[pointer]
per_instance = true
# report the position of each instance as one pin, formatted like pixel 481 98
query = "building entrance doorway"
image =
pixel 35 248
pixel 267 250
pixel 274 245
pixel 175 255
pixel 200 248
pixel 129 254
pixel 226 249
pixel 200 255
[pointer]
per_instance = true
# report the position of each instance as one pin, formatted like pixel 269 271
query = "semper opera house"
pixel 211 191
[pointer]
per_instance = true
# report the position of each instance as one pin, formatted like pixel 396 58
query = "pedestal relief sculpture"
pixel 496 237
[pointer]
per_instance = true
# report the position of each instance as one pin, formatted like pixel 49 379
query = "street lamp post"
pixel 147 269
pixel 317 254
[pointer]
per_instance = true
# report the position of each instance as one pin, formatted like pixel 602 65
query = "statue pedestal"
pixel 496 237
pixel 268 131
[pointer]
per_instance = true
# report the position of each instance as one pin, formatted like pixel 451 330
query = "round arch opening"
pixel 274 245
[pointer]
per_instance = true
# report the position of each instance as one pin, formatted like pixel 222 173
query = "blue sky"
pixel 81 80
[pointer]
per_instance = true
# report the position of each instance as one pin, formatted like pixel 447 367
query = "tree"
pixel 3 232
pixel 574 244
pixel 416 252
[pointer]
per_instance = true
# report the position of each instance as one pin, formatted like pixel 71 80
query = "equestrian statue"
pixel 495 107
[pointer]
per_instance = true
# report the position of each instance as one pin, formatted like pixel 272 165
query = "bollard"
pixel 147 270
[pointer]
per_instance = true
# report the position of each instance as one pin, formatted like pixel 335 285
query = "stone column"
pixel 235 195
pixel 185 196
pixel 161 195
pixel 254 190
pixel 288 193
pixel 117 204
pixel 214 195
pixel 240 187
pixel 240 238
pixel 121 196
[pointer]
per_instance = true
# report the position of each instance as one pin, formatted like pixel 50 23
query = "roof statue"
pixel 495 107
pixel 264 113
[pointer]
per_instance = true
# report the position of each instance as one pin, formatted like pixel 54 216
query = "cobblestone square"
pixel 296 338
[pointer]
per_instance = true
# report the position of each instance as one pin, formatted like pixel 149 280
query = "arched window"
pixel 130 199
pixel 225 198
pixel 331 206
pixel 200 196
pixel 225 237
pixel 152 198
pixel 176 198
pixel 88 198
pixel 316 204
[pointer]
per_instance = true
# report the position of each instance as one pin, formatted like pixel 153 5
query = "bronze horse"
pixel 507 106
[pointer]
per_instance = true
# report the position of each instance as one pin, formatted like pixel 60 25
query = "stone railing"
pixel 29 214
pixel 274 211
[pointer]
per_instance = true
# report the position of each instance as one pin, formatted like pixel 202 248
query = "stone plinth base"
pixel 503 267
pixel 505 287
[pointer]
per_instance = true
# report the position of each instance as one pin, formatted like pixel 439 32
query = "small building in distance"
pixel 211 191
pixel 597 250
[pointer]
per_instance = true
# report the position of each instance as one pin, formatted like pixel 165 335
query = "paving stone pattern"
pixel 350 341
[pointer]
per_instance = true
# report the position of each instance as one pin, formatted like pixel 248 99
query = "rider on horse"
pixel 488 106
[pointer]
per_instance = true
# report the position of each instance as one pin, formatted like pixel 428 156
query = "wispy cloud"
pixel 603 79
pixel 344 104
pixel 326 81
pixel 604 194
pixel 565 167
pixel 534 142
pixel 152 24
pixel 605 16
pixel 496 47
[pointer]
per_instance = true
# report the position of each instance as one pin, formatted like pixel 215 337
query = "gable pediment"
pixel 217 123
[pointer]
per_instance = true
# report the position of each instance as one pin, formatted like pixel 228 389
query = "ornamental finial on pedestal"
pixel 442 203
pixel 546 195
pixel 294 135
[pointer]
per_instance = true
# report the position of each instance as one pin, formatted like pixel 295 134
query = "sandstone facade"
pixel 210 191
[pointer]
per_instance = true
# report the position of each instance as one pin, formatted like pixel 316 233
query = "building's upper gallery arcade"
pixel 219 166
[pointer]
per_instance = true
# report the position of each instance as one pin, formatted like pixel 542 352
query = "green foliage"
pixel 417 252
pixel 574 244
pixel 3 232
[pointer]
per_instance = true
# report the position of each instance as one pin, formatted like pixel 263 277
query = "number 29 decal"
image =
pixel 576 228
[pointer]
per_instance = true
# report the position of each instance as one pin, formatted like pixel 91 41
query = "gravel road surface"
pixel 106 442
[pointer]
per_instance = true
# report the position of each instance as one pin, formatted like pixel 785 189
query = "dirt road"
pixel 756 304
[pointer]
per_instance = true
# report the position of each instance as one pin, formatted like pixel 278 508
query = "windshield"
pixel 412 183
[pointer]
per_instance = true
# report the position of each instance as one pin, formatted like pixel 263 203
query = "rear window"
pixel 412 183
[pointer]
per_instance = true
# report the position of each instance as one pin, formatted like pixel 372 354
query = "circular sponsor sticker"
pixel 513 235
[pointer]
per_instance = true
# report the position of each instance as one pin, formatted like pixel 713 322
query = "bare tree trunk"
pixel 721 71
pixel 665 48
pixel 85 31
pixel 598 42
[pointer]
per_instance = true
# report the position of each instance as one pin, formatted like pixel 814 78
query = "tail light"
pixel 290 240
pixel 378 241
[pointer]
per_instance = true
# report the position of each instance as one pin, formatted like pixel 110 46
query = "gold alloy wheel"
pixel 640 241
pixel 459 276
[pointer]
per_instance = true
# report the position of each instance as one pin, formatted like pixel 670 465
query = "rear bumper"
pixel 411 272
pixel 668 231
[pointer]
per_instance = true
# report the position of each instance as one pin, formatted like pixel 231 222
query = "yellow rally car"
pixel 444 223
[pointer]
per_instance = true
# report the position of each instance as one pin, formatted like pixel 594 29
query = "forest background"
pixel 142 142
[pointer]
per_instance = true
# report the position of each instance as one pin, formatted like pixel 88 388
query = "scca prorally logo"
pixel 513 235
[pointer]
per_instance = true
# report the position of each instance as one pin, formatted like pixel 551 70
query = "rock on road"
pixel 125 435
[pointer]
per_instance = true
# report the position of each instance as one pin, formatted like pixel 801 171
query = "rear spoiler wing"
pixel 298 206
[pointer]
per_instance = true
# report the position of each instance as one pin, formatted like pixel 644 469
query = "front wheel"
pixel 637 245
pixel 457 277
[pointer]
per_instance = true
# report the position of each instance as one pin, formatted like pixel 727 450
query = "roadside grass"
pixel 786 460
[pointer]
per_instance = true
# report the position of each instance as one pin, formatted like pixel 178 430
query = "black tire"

▶ Exercise aim
How many lines in the records contain the string "building"? Reply with the number alone.

▶ Full solution
3